(please read prayer request on below post.)
Dr. Mind and I have been going easy of late. I can't handle much more. We were doing something very intense stuff during my sobbing period but haven't gone near that again, I assume to avoid getting me focused on painful things before I'm stable.
Tomorrow we're going to talk about something we have but not in enough detail. That's because I am just now realizing (his favorite term) that I have a bigger issue than I understood. Dr. Mind has said for years that I have OCD traits. I am not diagnosed with OCD, but I do have traits of it. Mostly it is in how I worry or obsess about things that generally are not important. During these last months the Neurontin triggered a lot of crazy thinking for me. Mostly it made me anxious to the point of paranoia. Dr. Brain and I tried to reconstruct what it did because it was awful yet putting it as an allergy is not good since it seems likely I could get akasthesia again. I didn't remember well enough, but the good old blog produced a list that defined it pretty well. Anyway, with that anxiety I had several things going on, but it was the first time I was aware of actual obsessiveness. I am fighting this right now still; when I put water into a cup with ice I can use 4 and only 4 ice cubes. When I stayed at my mom's and had to use her ice which is made by an auto thing and 4 cubes isn't much I STILL had to use 4. Now I can do 3 or 5, but it bugs me. A lot.
As I said earlier I am tyring to increase the sensory input in my world a bit to prepare for back to work. Since I don't have TV that means movies. Yet I find myself realizing "hmmm". I have certain movies that are the only ones I watch. I have certain sitcoms that are the only ones I watch. I avoid music in general but I do have some music that doesn't bug me. It's not the music styles, it's music that I know and can anticipate my way through. I have issues with music I don't know well enough to do that "sticking in my head" but for like 2-3 weeks of repeating one phrase in my head over and over and over. I don't do things I thought were required for OCD like checking locks, although I guess I really do as I will check paperwork, mine and assistants', repeatedly. One thing wrong when I'm cosigning stymies me. I know that while I do not create patterns (although I bet without bipolar I would) patterns that aren't right annoy me. The pattern on the semi-Oriental style rug in Dr. Mind's office drives me crazy. It also drives me crazy when the fringer gets caught under his desk chair and isn't in place. I'm struggling right now because the agency just bought new furniture and rearranged the waiting rooms. They put a couch where "my chair" used to sit. I tried the couch but then people touch me. So, no couch. The funny thing is that they moved a chair from the other waiting room that used to be "my chair" over there yet I've been forcing myself to sit there. I guess that 5.5 years of not changing wasn't good. I did that in college too; I actually would get to all classes early to ensure that I sat on the left hand of the room, first chair in the 2nd row. I'd forgotten that. Oh, and the um, 40some hats I made while sick.......that was to stop thinking.

::::

* Aim of the exercise
Please continue the blog post above about obsessive traits, picking up right after its final sentence.

* Dataset records
::::

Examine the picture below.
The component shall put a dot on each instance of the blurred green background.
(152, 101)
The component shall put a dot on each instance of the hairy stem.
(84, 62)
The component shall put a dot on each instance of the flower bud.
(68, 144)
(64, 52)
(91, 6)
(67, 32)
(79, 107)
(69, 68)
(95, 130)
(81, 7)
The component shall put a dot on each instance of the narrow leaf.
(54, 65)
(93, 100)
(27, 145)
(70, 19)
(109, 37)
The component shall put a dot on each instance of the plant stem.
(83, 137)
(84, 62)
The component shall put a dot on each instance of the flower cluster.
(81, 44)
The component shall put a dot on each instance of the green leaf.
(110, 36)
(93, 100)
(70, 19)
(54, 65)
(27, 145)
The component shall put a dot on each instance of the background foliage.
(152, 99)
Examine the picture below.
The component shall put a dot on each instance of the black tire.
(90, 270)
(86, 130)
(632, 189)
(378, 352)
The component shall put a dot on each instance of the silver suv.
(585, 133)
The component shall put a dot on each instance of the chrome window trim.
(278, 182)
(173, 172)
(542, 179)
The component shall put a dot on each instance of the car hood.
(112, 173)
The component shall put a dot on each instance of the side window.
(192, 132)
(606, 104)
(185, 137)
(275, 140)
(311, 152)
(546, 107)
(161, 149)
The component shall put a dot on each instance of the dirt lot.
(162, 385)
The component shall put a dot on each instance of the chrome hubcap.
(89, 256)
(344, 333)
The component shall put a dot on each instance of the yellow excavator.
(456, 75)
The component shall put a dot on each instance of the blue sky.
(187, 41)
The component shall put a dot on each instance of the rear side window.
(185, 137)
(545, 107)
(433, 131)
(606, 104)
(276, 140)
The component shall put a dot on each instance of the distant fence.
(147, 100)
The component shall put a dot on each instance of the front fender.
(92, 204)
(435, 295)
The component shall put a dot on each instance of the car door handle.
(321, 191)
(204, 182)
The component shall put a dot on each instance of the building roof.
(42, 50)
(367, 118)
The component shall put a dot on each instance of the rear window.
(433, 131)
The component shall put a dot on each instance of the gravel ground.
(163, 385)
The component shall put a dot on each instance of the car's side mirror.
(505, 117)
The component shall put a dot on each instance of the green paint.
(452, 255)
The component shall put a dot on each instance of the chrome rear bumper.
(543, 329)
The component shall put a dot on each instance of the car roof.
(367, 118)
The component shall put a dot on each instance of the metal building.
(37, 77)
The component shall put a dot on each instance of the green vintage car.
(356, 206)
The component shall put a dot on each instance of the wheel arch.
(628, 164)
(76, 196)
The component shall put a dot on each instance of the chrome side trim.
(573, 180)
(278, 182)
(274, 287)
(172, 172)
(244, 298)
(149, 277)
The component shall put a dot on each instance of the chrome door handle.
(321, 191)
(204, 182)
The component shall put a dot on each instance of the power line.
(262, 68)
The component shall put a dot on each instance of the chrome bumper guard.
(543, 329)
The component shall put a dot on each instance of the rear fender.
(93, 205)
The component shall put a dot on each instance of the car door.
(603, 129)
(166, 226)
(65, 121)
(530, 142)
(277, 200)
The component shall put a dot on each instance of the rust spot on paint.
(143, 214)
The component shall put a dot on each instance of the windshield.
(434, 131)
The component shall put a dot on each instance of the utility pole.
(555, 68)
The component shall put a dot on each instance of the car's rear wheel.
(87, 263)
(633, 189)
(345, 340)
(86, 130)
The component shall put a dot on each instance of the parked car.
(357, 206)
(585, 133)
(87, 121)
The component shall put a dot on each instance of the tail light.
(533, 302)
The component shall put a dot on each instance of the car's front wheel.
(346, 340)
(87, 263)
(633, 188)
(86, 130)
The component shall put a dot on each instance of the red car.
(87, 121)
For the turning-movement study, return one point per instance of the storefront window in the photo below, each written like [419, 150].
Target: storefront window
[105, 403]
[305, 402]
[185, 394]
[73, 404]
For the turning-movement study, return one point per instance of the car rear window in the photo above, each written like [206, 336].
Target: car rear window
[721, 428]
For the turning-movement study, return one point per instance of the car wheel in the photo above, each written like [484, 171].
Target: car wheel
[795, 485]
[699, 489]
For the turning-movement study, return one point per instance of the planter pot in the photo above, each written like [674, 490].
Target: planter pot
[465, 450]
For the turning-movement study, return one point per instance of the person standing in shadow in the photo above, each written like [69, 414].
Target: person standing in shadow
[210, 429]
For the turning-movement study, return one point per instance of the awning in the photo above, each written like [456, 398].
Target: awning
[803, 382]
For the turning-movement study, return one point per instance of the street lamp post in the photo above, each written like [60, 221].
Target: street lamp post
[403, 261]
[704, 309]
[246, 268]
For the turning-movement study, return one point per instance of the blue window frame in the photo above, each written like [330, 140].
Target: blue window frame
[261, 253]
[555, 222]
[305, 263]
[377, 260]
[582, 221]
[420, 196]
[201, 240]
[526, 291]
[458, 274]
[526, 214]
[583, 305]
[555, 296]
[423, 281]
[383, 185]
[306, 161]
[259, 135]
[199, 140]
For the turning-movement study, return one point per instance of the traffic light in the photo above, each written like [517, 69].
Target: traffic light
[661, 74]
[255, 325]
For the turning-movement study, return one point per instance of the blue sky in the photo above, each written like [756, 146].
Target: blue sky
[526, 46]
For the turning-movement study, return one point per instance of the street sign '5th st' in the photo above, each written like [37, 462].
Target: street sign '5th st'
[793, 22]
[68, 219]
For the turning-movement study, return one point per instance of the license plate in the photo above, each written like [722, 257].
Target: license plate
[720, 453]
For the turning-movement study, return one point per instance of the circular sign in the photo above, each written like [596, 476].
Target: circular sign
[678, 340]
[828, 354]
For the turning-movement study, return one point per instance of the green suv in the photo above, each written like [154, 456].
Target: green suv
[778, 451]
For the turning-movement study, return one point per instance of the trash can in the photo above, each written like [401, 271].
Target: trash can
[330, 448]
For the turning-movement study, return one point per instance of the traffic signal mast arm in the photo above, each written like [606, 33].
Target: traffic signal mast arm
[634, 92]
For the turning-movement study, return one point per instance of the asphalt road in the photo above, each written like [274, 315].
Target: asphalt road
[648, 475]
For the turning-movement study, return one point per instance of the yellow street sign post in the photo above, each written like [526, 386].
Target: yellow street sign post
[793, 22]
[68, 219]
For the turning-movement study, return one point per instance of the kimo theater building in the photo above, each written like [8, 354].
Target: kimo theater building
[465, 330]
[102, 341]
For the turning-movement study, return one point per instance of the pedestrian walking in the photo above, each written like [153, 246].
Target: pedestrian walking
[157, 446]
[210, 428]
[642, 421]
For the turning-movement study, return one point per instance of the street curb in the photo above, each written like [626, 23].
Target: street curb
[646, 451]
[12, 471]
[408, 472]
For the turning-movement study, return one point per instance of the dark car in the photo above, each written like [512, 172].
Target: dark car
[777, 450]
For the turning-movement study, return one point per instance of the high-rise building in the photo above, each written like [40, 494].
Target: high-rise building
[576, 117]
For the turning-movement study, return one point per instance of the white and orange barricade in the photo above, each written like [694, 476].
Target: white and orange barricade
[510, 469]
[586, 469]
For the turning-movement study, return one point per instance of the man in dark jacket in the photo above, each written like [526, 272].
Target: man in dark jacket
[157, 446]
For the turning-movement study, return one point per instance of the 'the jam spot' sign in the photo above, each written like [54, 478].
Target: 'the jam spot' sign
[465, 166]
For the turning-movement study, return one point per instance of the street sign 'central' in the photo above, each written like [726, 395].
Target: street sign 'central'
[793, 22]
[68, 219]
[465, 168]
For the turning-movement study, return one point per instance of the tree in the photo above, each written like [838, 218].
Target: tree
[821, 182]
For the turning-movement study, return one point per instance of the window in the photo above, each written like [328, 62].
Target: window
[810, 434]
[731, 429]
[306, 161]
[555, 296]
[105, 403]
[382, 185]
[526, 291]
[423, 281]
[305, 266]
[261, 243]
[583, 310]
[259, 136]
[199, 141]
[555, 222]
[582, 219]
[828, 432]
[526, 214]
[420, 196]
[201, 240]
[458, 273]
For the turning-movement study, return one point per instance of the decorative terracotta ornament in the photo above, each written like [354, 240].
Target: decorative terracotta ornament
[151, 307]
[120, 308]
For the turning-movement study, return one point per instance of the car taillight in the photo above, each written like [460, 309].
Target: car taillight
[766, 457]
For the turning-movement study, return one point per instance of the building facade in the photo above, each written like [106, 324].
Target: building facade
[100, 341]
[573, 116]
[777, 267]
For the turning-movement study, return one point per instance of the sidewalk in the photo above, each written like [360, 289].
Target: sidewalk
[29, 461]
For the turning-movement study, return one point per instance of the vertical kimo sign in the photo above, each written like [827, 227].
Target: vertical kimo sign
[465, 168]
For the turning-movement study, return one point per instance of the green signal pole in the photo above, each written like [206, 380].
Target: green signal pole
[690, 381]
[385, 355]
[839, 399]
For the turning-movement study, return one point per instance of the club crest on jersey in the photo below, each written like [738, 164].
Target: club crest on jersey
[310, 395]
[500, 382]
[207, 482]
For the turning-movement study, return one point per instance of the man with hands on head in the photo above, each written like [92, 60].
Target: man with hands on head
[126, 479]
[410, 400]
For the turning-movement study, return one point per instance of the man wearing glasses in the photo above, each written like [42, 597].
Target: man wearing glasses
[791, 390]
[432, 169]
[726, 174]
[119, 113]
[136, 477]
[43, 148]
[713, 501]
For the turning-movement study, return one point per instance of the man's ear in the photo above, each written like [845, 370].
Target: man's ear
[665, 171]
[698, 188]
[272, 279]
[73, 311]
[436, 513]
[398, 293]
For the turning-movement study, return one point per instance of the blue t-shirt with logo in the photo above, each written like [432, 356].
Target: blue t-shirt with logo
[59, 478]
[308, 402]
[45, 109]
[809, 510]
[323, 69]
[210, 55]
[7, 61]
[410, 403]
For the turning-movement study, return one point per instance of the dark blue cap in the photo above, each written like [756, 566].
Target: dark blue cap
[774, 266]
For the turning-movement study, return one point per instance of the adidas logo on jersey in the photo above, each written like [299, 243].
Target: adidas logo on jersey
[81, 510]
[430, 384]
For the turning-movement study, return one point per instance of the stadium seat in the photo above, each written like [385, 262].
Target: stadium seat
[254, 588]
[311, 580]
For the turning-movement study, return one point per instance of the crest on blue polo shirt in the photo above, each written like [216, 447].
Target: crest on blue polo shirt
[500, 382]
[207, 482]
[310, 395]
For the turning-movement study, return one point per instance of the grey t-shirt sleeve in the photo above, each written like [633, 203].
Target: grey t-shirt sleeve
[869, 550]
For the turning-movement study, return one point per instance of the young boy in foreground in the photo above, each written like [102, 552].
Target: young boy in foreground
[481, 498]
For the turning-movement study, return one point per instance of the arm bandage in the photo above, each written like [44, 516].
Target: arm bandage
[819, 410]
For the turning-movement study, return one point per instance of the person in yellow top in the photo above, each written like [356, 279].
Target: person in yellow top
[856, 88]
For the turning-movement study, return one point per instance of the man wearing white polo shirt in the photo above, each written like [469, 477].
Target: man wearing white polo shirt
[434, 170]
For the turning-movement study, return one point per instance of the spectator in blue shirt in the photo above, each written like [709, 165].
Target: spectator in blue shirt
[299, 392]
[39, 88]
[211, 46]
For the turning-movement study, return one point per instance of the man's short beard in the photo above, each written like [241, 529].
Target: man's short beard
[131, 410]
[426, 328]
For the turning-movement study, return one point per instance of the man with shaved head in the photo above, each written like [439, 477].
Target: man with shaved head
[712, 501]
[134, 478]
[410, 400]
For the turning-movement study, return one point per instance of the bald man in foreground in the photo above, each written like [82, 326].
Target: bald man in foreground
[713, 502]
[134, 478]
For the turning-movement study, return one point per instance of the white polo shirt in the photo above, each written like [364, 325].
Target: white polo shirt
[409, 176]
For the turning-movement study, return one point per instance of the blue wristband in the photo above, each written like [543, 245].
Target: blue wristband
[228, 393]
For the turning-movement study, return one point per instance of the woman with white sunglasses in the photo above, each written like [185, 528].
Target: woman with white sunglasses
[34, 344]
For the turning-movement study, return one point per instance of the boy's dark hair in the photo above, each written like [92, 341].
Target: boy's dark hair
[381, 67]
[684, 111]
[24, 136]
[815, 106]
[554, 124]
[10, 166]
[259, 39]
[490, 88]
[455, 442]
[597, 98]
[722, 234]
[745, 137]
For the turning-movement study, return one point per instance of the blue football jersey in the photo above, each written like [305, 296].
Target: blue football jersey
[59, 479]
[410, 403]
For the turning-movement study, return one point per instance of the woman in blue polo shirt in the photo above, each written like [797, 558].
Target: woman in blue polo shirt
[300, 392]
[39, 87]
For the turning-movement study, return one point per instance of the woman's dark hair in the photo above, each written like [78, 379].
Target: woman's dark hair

::::

* Solved problem
All of this is making sense. I took one of those "might I have" tests and flunked it almost as severely as i did the anxiety test for my sleep study (aka badly). This changes nothing. Except I am anxious (ha) to know how much of Dr. Mind knows already. I keep telling him after my birthday and the stressful season ends that it is time for anxiety review time. We may be starting sooner than I thought.
Again, it changes nothing. I doubt it will be a formal diagnosis, partly because some of the others kind of cover it and because it's not really treatable via meds because of interactions. But it will maybe make anxiety reduction part ten million to have some different focus.